• DATASET EXCERPTS:
****
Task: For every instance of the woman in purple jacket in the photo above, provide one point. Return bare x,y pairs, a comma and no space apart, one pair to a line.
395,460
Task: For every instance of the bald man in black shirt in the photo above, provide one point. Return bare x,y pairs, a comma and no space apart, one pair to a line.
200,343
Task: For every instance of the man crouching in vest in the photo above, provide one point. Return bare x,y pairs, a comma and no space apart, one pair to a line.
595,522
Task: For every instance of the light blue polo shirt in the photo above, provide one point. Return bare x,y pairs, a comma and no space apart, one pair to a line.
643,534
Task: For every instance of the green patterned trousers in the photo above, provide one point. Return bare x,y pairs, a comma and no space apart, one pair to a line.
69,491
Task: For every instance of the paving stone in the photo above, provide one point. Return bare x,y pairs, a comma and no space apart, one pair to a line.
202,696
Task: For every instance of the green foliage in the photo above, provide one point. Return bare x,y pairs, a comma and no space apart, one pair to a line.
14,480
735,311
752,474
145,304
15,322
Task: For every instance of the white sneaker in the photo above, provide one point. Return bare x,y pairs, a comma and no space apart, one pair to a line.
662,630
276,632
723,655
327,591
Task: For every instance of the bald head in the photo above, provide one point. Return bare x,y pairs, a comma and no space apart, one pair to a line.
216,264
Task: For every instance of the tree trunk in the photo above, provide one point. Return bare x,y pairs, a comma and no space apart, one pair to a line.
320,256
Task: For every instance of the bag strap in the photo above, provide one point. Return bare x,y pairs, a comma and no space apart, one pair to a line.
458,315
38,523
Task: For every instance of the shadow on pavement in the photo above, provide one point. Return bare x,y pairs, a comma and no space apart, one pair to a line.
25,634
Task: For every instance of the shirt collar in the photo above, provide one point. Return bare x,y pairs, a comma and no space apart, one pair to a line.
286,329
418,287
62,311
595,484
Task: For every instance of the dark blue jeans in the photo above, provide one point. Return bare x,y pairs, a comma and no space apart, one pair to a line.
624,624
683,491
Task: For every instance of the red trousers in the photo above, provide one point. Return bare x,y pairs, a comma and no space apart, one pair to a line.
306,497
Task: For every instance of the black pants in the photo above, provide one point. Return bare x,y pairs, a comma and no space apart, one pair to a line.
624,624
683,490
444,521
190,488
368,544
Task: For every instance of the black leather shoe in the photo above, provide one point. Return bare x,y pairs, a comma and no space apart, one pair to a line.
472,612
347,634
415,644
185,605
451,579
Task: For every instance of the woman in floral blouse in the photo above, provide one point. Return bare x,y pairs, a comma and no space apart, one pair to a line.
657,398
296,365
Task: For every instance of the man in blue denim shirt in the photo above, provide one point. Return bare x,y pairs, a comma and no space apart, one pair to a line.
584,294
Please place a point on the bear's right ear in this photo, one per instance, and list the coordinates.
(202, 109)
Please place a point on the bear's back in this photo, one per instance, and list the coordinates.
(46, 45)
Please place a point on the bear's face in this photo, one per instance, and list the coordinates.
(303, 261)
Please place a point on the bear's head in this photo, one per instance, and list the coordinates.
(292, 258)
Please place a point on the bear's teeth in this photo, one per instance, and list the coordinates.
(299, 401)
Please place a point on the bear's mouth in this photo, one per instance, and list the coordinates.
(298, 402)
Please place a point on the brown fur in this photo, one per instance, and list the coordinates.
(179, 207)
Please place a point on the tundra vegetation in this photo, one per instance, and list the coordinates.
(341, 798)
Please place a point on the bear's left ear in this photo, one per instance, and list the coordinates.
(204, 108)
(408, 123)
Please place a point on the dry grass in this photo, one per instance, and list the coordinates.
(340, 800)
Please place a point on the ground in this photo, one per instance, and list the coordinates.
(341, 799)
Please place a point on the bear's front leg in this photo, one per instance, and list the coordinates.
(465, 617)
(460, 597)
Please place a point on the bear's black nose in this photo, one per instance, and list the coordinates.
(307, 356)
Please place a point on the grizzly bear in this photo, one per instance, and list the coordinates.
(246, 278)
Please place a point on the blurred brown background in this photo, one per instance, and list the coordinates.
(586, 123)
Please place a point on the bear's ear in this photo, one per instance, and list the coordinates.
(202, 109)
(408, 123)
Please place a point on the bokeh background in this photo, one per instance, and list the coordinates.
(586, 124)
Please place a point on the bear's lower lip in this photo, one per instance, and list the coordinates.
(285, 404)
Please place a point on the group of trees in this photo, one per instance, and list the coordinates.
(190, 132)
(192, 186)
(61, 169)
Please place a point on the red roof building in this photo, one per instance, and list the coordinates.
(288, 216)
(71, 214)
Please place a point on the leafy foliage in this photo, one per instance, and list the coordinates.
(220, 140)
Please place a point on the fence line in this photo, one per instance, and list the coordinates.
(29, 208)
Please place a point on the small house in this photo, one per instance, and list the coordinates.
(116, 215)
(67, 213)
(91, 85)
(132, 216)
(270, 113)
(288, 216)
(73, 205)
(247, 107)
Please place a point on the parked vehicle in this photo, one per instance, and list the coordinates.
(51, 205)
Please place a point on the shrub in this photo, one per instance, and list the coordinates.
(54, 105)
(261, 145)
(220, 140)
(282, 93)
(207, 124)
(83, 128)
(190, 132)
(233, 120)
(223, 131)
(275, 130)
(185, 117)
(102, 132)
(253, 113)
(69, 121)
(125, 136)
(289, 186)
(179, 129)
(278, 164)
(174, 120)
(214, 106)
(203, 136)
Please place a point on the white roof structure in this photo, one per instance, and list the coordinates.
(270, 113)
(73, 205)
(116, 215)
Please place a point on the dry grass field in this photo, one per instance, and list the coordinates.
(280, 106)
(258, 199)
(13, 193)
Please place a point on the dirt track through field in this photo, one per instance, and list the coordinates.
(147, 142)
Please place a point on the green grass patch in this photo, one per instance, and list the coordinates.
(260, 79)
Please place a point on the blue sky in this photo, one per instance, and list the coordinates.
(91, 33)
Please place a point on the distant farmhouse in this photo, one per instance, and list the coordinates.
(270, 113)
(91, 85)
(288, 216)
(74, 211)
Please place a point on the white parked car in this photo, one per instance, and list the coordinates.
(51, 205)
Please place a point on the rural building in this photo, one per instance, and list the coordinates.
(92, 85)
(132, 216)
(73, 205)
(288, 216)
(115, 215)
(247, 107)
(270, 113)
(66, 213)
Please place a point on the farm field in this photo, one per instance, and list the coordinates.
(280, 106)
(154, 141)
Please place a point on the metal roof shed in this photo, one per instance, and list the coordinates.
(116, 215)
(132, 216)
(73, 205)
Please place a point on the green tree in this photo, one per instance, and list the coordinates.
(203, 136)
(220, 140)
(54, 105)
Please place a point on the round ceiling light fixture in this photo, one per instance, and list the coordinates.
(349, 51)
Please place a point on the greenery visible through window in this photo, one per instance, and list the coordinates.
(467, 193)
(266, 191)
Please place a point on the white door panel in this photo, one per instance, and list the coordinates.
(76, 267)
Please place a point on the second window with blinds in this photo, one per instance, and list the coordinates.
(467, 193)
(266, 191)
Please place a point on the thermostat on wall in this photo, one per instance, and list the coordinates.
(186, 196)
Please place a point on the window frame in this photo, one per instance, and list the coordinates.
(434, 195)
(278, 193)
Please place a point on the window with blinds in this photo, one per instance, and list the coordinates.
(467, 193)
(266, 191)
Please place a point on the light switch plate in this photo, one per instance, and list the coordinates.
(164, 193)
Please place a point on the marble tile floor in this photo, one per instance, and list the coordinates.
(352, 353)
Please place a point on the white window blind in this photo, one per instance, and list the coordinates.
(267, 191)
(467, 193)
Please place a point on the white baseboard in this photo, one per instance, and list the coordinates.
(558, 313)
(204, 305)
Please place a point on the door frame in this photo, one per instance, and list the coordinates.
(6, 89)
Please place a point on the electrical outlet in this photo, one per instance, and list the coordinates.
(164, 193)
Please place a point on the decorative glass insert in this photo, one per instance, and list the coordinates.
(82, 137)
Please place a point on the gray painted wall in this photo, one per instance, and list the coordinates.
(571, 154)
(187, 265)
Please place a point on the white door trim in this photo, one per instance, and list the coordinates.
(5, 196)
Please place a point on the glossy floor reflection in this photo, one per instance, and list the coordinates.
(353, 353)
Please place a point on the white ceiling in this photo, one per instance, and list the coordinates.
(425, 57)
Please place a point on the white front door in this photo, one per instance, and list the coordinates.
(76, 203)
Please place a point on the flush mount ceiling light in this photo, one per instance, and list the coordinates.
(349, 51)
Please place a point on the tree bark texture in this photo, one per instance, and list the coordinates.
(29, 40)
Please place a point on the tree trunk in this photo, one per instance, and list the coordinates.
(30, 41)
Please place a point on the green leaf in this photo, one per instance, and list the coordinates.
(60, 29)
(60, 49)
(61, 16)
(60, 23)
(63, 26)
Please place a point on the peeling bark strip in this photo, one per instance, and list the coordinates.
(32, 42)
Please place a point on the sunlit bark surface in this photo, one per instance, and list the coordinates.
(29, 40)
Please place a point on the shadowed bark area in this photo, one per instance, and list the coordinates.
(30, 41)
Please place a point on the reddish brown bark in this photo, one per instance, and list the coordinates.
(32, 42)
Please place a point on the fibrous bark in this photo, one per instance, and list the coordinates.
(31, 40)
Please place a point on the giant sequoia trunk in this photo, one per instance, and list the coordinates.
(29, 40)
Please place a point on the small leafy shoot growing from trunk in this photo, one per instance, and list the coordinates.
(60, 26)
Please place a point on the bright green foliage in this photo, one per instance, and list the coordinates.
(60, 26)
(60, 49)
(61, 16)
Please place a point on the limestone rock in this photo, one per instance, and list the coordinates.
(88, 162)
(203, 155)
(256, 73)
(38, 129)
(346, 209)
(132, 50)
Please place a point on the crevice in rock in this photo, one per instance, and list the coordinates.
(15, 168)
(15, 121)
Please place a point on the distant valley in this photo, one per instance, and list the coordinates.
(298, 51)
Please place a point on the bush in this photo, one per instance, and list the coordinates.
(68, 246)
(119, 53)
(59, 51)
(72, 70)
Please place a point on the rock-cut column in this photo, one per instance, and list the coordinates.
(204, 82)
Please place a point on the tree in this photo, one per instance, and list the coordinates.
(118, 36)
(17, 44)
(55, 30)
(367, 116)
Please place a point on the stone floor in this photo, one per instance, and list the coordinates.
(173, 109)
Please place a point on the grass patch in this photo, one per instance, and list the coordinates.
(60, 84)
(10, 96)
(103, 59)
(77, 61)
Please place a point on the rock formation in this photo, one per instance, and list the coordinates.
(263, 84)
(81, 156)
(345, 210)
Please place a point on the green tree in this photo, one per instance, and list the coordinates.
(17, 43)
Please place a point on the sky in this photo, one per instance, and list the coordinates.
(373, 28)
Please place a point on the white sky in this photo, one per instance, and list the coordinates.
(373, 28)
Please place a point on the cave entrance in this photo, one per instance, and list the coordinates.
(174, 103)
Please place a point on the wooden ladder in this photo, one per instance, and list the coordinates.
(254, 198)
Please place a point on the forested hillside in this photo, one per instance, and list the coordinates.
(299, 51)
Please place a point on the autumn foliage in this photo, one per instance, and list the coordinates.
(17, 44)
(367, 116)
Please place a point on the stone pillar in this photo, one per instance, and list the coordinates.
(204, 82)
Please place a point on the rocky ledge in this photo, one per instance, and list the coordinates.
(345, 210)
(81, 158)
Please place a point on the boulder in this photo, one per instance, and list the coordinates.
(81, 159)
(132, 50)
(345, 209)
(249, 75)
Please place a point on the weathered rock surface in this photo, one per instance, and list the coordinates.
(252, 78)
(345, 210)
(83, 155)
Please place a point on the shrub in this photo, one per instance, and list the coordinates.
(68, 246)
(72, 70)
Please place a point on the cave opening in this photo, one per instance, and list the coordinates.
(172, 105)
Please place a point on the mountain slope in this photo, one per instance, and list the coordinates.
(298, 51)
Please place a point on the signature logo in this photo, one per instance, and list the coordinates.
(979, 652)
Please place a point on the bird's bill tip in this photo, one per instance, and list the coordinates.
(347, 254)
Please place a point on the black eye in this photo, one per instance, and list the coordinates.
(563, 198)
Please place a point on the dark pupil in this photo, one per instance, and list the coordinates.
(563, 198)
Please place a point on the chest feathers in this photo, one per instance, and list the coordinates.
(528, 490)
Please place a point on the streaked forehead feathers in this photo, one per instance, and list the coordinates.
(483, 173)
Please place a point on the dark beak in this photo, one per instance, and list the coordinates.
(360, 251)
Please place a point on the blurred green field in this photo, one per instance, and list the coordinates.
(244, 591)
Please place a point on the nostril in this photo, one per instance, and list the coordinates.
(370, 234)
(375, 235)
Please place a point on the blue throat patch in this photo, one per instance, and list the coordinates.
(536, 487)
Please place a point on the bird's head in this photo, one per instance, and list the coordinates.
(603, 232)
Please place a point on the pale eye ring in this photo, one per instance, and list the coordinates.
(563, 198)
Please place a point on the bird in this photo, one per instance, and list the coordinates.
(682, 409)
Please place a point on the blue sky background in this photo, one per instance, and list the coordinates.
****
• AIM OF THE EXERCISE:
Word for word, retype the lines from the one containing "Please place a point on the mountain" through the final line of the data, including both ends and nothing more.

• EXERCISE OUTPUT:
Please place a point on the mountain slope in this photo, one per instance, and list the coordinates.
(298, 51)
Please place a point on the signature logo in this photo, one per instance, and list the coordinates.
(979, 652)
Please place a point on the bird's bill tip in this photo, one per instance, and list the coordinates.
(347, 254)
Please place a point on the black eye in this photo, one per instance, and list the coordinates.
(563, 198)
Please place a point on the dark pupil in this photo, one per instance, and list the coordinates.
(563, 198)
Please place a point on the chest feathers in this photo, one per instance, and list the coordinates.
(528, 490)
Please place a point on the streaked forehead feathers in this photo, one per instance, and list the coordinates.
(483, 173)
Please place a point on the dark beak in this photo, one per instance, and list the coordinates.
(360, 251)
Please place a point on the blurred green field in this photo, one per instance, and list the coordinates.
(244, 591)
Please place a point on the nostril in this photo, one per instance, and list the coordinates.
(370, 234)
(375, 235)
Please place a point on the blue throat patch in this photo, one per instance, and list the coordinates.
(536, 487)
Please place a point on the bird's head in this photo, one per instance, and list the coordinates.
(603, 232)
Please place a point on the pale eye ring in this photo, one per instance, and list the coordinates.
(563, 198)
Please place a point on the bird in this photo, one per instance, and list the coordinates.
(682, 409)
Please place a point on the blue sky background in this photo, one per instance, and list the coordinates.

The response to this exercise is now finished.